**What is expected**.
Exactly repeat the full listing that follows.

- - - - -

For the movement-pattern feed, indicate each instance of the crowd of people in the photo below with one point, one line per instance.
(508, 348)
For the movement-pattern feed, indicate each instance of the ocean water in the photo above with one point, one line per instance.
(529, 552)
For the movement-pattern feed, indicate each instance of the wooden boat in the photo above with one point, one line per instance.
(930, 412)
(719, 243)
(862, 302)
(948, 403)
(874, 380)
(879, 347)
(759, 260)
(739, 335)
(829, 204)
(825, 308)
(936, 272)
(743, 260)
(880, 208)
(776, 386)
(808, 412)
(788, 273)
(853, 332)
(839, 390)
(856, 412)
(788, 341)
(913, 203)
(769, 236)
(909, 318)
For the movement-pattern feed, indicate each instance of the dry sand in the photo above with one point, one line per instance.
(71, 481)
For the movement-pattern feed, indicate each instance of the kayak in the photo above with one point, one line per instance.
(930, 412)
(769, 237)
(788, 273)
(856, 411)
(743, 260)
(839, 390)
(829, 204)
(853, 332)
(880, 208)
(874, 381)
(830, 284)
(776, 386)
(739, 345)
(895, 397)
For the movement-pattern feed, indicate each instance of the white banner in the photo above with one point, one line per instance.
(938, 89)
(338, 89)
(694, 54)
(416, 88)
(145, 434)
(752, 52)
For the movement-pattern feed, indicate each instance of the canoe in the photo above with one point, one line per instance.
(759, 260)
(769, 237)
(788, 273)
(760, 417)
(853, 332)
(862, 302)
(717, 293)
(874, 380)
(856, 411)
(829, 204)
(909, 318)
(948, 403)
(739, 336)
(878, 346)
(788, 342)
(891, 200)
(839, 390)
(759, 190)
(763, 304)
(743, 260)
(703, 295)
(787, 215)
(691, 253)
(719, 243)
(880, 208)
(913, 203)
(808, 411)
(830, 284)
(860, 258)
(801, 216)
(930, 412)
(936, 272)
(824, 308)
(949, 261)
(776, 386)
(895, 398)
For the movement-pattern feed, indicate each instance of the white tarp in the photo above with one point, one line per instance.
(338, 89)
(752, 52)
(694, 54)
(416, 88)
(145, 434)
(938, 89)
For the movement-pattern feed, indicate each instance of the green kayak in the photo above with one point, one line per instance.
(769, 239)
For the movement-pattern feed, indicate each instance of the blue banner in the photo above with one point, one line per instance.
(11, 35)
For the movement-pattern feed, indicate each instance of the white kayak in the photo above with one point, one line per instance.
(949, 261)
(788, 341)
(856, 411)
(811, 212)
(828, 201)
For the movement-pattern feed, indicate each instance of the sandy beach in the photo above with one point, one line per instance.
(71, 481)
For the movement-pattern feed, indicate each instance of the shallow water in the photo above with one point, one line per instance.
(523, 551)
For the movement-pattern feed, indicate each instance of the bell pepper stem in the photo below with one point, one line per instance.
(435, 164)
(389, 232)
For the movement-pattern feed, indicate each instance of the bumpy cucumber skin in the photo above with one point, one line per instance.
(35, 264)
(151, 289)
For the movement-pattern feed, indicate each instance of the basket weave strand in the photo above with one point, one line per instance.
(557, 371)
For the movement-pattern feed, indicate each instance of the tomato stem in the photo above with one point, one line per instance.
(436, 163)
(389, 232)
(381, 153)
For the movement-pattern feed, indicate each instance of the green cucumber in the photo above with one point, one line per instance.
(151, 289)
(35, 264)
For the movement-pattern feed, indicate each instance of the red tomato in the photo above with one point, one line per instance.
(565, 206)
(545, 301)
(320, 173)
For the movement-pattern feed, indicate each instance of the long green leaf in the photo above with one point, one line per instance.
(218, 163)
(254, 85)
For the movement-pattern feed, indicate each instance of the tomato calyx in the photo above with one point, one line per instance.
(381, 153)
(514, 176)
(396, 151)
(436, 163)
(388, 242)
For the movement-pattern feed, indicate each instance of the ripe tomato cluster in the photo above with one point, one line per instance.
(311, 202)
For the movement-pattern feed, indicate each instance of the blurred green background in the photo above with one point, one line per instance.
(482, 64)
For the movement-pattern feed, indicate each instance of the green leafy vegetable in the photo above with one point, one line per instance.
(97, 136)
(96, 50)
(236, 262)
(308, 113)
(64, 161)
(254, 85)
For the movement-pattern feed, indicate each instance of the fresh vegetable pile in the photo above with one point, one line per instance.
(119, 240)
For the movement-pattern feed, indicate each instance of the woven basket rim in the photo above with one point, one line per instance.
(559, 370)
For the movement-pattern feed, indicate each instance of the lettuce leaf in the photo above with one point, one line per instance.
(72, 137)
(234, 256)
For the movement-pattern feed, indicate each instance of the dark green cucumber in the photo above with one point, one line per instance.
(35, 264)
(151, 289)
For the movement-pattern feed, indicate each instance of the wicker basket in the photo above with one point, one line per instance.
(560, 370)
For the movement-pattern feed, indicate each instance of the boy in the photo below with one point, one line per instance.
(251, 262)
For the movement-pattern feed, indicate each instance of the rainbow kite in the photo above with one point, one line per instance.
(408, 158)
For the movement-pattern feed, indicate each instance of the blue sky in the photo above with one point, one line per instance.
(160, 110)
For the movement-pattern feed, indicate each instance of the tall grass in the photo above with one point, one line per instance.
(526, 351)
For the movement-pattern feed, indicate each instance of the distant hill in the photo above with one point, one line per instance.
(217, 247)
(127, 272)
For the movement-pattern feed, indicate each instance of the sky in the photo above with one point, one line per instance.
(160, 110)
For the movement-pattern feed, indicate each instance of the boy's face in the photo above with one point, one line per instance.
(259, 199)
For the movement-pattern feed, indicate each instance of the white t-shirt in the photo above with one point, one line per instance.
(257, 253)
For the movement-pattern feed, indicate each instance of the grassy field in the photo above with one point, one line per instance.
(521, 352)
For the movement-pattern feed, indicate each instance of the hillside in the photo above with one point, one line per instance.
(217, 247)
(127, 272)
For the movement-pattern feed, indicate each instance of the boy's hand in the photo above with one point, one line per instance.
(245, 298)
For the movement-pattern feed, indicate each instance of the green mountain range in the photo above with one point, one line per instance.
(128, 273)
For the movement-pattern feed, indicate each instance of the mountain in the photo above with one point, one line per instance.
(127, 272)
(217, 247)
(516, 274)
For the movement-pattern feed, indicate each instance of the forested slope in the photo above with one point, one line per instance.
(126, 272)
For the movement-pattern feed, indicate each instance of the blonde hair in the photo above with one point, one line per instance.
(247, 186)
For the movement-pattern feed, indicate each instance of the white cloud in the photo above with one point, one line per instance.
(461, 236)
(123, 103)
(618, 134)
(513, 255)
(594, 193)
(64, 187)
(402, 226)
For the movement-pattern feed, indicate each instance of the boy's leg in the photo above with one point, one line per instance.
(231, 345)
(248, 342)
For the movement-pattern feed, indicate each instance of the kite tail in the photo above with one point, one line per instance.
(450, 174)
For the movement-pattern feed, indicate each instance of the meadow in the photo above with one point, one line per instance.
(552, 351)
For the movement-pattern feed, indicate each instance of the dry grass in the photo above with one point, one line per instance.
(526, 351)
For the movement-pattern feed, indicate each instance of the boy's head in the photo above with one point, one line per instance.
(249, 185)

- - - - -

**Completed exercise**.
For the movement-pattern feed, indicate each instance of the crowd of people in the photo below with one point, one line per instance.
(508, 348)
For the movement-pattern feed, indicate each instance of the ocean water in the photo above with one point, one line per instance.
(529, 552)
For the movement-pattern feed, indicate each instance of the wooden boat in the photo above with one point, one line per instance.
(930, 412)
(719, 243)
(862, 302)
(948, 403)
(874, 380)
(879, 347)
(759, 260)
(739, 335)
(829, 204)
(825, 308)
(936, 272)
(743, 260)
(880, 208)
(776, 386)
(808, 412)
(788, 273)
(853, 332)
(839, 390)
(856, 412)
(788, 341)
(913, 203)
(769, 236)
(909, 318)
For the movement-pattern feed, indicate each instance of the dry sand in the photo above with one point, one line per instance.
(71, 481)
For the movement-pattern feed, indicate each instance of the kayak in the photo above with one point, one line per instance.
(930, 412)
(769, 237)
(788, 273)
(856, 411)
(743, 260)
(839, 390)
(829, 204)
(853, 332)
(880, 208)
(874, 381)
(830, 284)
(776, 386)
(739, 345)
(895, 397)
For the movement-pattern feed, indicate each instance of the white banner in the photo above with one point, one line per instance.
(938, 89)
(338, 89)
(694, 54)
(416, 88)
(145, 434)
(752, 52)
For the movement-pattern feed, indicate each instance of the canoe in the photo above with one point, one line per instance.
(759, 260)
(769, 237)
(788, 273)
(760, 417)
(853, 332)
(862, 302)
(717, 293)
(874, 380)
(856, 411)
(829, 204)
(909, 318)
(948, 403)
(739, 336)
(878, 346)
(788, 342)
(891, 200)
(839, 390)
(759, 190)
(763, 304)
(743, 260)
(703, 295)
(787, 215)
(691, 253)
(719, 243)
(880, 208)
(913, 203)
(808, 411)
(830, 284)
(860, 258)
(801, 216)
(930, 412)
(936, 272)
(824, 308)
(949, 261)
(776, 386)
(895, 398)
For the movement-pattern feed, indicate each instance of the white tarp in the photo above with one point, one line per instance.
(338, 89)
(752, 52)
(694, 54)
(416, 88)
(145, 434)
(938, 89)
For the movement-pattern feed, indicate each instance of the green kayak in the photo above with one point, one line per instance.
(769, 239)
For the movement-pattern feed, indicate each instance of the blue banner in the photo above with one point, one line per instance.
(11, 35)
For the movement-pattern feed, indicate each instance of the white kayak in the photo above with one point, one line per instance.
(949, 261)
(788, 341)
(856, 411)
(811, 212)
(828, 201)
For the movement-pattern feed, indicate each instance of the sandy beach in the photo above with one point, one line per instance.
(71, 481)
For the movement-pattern feed, indicate each instance of the shallow water in the photo above with one point, one line per instance.
(523, 551)
For the movement-pattern feed, indicate each instance of the bell pepper stem in the photo below with one point, one line per instance.
(435, 164)
(389, 232)
For the movement-pattern feed, indicate each instance of the bumpy cucumber skin in the photo above with one point, one line per instance.
(35, 264)
(151, 289)
For the movement-pattern feed, indicate each instance of the basket weave strand in the photo above with one point, one line per instance.
(557, 371)
For the movement-pattern feed, indicate each instance of the tomato stem in the photo above with one point, one line per instance.
(436, 163)
(389, 232)
(381, 153)
For the movement-pattern feed, indicate each instance of the green cucumber in the photo above with one point, one line per instance.
(151, 289)
(35, 264)
For the movement-pattern feed, indicate each instance of the red tomato in the photo above with one point, one line per instance.
(565, 206)
(545, 301)
(320, 173)
For the movement-pattern feed, indicate each instance of the long green leaf in the photo above with one point, one line per instance.
(218, 163)
(254, 85)
For the movement-pattern feed, indicate each instance of the tomato calyx in the photo above with one point, one line per instance.
(381, 153)
(514, 176)
(396, 151)
(436, 163)
(388, 242)
For the movement-pattern feed, indicate each instance of the ripe tomato cluster in the photo above with one point, one line per instance.
(311, 202)
For the movement-pattern feed, indicate each instance of the blurred green background in the photo above with one point, one line per instance.
(482, 64)
For the movement-pattern feed, indicate each instance of the green leafy vegetable in the photo above with one point, one line per instance.
(97, 136)
(96, 50)
(236, 262)
(308, 113)
(64, 161)
(254, 85)
For the movement-pattern feed, indicate each instance of the fresh vegetable pile in the photo above with one point, one line per instance.
(119, 240)
For the movement-pattern feed, indicate each instance of the woven basket rim in the photo above with one point, one line per instance.
(559, 370)
For the movement-pattern feed, indicate each instance of the lettuce leaf in the photo above with one point, one line per instance.
(72, 137)
(234, 256)
For the movement-pattern feed, indicate each instance of the dark green cucumber in the photo above with one point, one line per instance.
(35, 264)
(151, 289)
For the movement-pattern feed, indicate each instance of the wicker basket in the photo above with one point, one line per instance.
(560, 370)
For the movement-pattern feed, indicate each instance of the boy in the photo below with one point, one line per instance.
(251, 262)
For the movement-pattern feed, indicate each instance of the rainbow kite in the photo above with one point, one line per instance.
(408, 158)
For the movement-pattern feed, indicate each instance of the blue sky in the photo above with one point, one line per instance.
(160, 110)
For the movement-pattern feed, indicate each instance of the tall grass in the photo above with one point, one line per instance.
(526, 351)
For the movement-pattern feed, indicate each instance of the distant hill in the photo above with one point, one line per instance.
(217, 247)
(127, 272)
For the movement-pattern feed, indicate each instance of the sky in the photo above with one point, one line per instance.
(160, 110)
For the movement-pattern feed, indicate each instance of the boy's face in the photo above with one point, one line per instance.
(259, 199)
For the movement-pattern feed, indicate each instance of the white t-shirt in the photo above with one point, one line per instance.
(257, 253)
For the movement-pattern feed, indicate each instance of the grassy field in the photo above with one point, one line per instance.
(521, 352)
For the movement-pattern feed, indicate each instance of the hillside in the photo above with one point, one line per instance.
(217, 247)
(127, 272)
For the movement-pattern feed, indicate each instance of the boy's hand in the photo above with one point, one line per instance.
(245, 298)
For the movement-pattern feed, indicate each instance of the green mountain range in the photo above with one point, one line per instance.
(128, 273)
For the movement-pattern feed, indicate each instance of the mountain in the photo above with one point, one line per instance.
(127, 272)
(217, 247)
(516, 274)
For the movement-pattern feed, indicate each instance of the forested slope in the photo above with one point, one line per instance.
(126, 272)
For the movement-pattern feed, indicate each instance of the blonde hair in the photo above with one point, one line per instance.
(247, 186)
For the movement-pattern feed, indicate each instance of the white cloud in the photo above with one point, one line per instance.
(461, 236)
(123, 103)
(618, 134)
(513, 255)
(594, 193)
(64, 187)
(402, 226)
For the movement-pattern feed, indicate each instance of the boy's leg in the photo above with one point, one line per instance.
(231, 345)
(248, 342)
For the movement-pattern feed, indicate each instance of the kite tail in the photo above with one point, one line per instance.
(450, 174)
For the movement-pattern feed, indicate each instance of the meadow in the photo above with one point, one line per instance.
(552, 351)
For the movement-pattern feed, indicate each instance of the dry grass in the photo above with one point, one line per instance.
(526, 351)
For the movement-pattern feed, indicate each instance of the boy's head in the photo above with one point, one line per instance.
(249, 185)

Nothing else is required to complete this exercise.